Required action :: Look through the records below for the line holding "Query: roadside vegetation". Write it out exactly, with each following line through the line holding "of the switchback".

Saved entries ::
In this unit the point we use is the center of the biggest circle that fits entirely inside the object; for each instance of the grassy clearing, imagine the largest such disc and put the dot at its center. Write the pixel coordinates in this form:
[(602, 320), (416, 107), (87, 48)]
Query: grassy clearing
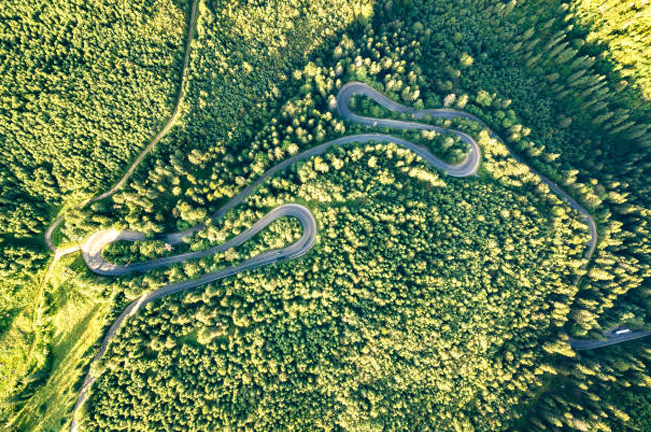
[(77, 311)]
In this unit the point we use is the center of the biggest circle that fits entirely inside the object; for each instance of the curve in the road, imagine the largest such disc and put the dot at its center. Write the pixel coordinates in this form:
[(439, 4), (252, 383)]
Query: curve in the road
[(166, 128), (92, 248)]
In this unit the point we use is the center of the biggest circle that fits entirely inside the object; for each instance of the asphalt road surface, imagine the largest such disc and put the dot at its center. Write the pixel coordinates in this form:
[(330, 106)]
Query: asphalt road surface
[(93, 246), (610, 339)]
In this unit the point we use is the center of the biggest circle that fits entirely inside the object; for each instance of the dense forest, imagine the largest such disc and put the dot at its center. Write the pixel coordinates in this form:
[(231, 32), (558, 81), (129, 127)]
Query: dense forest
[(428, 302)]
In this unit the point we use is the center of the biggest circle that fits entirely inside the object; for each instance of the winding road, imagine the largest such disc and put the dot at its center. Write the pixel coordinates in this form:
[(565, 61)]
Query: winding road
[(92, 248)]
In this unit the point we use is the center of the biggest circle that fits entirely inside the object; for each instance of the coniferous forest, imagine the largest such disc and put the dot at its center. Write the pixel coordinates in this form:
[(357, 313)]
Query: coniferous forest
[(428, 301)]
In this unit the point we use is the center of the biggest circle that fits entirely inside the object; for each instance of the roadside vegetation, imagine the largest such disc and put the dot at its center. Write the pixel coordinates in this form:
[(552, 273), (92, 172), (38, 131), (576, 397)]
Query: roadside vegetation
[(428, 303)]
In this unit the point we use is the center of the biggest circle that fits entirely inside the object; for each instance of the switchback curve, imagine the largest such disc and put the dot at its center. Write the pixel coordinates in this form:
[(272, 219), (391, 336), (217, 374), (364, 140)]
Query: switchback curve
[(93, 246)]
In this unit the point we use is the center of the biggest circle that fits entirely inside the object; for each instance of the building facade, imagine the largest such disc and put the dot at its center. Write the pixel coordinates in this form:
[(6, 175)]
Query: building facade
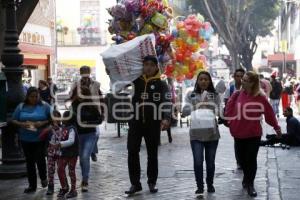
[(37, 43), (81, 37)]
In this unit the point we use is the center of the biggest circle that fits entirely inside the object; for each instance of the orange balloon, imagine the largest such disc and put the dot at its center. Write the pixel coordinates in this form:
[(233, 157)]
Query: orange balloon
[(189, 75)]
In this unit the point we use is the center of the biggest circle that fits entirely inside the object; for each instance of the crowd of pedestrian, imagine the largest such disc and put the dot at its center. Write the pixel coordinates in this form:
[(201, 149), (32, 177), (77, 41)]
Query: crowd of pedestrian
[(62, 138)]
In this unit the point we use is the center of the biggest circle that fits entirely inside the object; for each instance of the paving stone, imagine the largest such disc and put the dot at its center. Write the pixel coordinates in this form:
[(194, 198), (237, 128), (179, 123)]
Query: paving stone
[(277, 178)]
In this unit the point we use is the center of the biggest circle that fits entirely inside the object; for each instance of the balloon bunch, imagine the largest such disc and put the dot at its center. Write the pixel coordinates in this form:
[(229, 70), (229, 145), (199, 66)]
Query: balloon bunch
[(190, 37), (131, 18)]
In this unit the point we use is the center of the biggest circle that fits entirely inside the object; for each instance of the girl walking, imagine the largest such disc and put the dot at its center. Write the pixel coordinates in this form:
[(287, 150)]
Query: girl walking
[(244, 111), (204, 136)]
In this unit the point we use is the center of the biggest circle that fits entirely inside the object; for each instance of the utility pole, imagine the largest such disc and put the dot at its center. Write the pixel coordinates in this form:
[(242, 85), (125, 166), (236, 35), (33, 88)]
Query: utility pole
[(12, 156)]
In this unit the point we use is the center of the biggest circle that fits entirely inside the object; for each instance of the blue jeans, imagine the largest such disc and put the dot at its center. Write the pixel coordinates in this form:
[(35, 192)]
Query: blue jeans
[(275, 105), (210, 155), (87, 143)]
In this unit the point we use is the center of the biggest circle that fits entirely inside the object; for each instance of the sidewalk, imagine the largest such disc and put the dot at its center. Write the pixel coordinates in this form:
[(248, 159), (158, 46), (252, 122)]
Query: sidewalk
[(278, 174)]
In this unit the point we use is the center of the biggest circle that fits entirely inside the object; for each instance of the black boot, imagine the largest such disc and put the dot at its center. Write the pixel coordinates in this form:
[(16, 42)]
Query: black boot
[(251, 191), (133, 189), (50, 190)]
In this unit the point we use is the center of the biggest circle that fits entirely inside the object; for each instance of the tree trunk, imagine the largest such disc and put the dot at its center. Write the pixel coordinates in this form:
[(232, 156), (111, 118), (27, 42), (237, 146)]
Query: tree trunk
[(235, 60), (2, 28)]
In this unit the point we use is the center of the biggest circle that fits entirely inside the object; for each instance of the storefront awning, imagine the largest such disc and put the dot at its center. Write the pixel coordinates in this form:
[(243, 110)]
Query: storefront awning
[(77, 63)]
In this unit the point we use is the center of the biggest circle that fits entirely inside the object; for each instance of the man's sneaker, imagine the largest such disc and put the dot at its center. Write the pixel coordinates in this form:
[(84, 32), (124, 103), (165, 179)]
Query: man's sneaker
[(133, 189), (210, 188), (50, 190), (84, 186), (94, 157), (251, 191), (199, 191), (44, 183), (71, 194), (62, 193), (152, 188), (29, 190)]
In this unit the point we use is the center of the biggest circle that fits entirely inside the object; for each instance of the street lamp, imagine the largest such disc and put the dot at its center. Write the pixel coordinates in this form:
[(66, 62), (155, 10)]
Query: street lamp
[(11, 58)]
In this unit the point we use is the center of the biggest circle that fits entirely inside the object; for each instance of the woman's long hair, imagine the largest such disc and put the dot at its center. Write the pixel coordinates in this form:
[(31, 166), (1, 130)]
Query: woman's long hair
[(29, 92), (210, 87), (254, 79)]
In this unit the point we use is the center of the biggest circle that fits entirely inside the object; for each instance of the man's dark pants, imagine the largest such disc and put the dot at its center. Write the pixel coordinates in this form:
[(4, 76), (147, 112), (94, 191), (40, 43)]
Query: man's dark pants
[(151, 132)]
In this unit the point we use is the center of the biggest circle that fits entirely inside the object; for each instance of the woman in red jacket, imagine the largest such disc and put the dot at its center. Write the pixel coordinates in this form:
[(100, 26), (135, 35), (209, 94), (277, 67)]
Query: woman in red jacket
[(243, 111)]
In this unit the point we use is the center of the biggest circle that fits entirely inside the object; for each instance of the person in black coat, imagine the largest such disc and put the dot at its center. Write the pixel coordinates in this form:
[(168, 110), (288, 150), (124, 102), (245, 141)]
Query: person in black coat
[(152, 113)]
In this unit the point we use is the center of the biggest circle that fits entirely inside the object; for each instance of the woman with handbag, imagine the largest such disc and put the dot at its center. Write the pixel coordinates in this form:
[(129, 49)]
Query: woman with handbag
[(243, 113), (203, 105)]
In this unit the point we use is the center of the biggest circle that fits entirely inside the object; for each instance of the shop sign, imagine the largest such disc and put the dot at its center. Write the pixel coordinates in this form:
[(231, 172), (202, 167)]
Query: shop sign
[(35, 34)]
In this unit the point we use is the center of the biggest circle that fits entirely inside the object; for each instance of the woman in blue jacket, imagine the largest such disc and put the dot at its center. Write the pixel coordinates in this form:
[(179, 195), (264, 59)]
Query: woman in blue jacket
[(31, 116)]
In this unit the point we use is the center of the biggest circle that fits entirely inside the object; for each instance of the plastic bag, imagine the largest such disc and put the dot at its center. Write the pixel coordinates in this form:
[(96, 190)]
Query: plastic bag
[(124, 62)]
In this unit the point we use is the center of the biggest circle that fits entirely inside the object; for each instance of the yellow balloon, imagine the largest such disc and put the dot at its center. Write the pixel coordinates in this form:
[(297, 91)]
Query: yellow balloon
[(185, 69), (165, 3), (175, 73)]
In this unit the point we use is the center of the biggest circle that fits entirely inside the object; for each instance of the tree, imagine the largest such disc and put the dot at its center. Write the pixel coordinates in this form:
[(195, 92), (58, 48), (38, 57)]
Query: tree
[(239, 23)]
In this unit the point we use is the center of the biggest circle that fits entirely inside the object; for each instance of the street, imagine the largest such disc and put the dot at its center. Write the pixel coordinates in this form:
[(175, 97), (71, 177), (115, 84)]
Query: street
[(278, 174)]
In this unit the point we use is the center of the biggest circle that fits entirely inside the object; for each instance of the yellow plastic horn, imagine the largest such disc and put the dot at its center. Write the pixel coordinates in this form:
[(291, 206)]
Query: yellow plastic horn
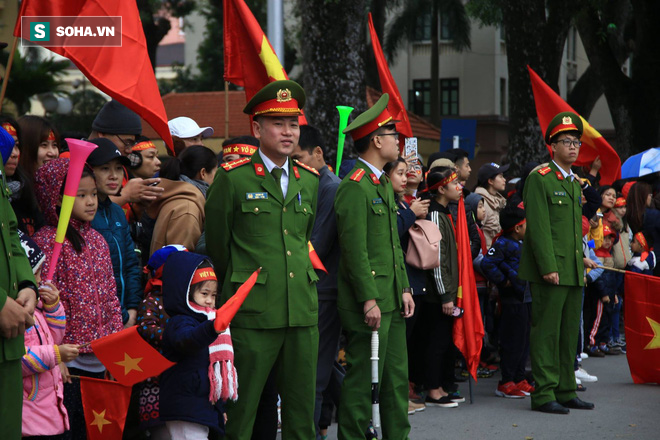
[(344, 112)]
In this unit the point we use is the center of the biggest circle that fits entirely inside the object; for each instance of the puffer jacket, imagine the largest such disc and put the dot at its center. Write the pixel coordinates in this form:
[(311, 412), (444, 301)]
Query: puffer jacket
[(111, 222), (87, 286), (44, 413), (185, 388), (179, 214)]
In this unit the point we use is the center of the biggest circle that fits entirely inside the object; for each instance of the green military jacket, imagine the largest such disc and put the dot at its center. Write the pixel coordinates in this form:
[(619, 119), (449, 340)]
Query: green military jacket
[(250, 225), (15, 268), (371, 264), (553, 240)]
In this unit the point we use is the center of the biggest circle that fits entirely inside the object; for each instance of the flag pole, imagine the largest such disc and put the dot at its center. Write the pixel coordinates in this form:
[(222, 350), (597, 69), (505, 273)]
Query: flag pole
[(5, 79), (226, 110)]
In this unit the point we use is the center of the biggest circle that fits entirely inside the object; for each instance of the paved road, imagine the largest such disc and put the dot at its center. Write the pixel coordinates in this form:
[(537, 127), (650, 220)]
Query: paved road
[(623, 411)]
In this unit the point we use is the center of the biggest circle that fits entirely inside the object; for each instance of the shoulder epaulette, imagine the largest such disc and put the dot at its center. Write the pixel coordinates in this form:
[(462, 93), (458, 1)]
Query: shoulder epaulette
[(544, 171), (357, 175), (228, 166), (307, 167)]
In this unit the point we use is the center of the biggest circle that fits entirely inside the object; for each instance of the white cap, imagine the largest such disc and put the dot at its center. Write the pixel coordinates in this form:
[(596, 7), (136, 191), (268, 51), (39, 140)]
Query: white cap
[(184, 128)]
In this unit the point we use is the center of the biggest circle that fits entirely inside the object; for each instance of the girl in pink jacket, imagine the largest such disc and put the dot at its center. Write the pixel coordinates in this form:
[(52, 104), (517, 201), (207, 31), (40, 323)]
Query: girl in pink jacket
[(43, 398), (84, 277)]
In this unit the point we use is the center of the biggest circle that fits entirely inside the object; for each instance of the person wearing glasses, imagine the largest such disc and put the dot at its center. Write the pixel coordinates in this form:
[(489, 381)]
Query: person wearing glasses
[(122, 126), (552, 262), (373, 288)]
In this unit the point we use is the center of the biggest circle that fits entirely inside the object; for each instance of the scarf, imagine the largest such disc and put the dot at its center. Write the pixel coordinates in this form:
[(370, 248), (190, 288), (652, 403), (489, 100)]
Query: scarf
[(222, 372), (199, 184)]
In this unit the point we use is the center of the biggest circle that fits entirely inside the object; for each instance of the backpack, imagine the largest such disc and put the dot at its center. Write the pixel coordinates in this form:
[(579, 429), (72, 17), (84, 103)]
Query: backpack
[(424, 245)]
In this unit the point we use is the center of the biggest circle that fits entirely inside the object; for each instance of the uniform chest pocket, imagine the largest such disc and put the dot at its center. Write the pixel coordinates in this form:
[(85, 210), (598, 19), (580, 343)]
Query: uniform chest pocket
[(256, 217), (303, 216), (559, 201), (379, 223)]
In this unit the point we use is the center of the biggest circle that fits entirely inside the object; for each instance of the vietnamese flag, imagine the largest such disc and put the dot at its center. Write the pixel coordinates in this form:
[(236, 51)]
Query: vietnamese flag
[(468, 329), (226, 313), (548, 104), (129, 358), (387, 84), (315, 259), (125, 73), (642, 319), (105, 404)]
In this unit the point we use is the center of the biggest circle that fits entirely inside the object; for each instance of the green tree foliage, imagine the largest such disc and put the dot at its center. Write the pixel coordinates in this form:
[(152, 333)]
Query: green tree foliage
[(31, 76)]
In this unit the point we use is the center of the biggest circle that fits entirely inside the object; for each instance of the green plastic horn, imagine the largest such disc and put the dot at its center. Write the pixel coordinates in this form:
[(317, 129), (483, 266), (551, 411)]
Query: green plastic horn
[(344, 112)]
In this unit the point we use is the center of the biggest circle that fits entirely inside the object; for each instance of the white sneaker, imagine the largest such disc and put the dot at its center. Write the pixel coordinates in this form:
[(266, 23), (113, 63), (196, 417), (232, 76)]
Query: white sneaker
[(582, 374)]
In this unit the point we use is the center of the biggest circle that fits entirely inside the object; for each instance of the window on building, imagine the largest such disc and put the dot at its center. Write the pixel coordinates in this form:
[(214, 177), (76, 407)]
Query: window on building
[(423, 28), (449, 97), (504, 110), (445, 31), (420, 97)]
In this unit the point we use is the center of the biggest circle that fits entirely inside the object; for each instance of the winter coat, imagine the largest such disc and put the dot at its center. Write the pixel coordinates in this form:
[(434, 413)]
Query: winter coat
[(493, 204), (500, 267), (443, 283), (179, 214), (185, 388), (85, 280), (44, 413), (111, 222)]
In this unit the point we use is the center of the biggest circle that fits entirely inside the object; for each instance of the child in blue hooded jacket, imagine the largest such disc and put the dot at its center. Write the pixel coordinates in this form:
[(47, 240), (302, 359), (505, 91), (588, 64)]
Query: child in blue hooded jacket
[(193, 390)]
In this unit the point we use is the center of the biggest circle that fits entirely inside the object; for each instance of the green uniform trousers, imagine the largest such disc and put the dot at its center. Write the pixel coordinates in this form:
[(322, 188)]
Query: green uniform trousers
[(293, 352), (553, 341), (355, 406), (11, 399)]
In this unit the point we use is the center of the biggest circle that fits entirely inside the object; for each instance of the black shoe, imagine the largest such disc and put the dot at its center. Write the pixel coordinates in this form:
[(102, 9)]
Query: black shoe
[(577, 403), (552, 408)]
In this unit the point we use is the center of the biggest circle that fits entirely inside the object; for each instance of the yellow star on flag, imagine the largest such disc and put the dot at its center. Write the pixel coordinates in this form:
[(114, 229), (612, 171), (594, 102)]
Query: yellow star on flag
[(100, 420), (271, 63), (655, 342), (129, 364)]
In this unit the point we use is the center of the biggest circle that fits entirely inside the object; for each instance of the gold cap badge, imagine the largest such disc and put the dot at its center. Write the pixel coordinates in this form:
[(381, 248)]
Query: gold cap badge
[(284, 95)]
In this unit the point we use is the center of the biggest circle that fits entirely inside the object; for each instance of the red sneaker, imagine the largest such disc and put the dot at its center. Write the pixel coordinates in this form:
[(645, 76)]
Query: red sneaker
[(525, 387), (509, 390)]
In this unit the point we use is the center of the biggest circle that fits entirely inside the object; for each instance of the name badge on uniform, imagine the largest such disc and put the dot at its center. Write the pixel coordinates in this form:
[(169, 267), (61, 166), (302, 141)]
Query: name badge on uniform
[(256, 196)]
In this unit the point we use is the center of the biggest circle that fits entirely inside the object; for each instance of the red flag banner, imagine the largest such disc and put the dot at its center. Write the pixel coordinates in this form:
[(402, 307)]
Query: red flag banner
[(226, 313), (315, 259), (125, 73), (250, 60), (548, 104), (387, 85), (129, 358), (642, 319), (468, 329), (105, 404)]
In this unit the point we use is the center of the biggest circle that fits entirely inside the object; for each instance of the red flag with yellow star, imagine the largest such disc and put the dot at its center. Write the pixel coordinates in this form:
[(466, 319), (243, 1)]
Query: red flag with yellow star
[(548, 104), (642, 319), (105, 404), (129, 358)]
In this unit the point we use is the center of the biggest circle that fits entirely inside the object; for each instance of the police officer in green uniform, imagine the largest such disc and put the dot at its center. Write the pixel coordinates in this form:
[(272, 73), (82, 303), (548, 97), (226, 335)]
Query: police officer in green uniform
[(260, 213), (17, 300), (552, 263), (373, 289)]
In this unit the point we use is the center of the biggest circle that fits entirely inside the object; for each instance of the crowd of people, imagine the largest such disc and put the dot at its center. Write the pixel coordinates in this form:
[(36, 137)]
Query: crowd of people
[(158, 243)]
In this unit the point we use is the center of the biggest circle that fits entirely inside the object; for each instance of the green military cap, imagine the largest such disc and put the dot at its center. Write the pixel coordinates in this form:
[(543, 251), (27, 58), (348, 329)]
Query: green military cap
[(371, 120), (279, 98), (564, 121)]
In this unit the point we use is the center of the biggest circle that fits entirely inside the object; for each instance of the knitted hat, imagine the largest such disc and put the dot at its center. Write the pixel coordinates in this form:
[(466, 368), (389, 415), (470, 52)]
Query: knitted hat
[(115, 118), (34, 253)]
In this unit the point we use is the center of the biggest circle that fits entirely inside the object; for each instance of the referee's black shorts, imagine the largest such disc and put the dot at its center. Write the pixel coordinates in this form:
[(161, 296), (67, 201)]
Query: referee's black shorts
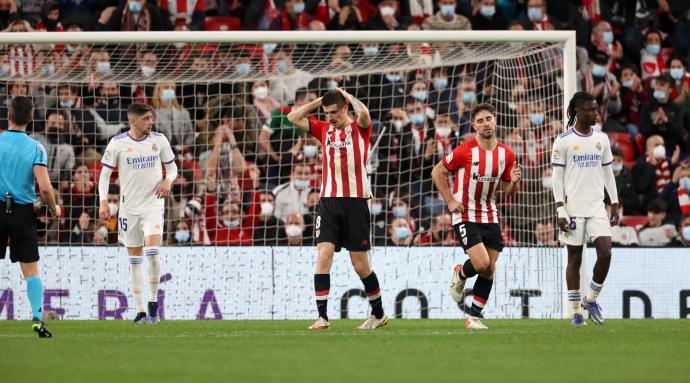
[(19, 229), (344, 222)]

Output ::
Query: roadside vegetation
[(428, 303)]
In this unit the point we use is the center of the biggest circle that fits entirely inside the object; for each instance of the switchback curve, imagine the largest such disc and put the dot at its center. Write the pixel coordinates in this form:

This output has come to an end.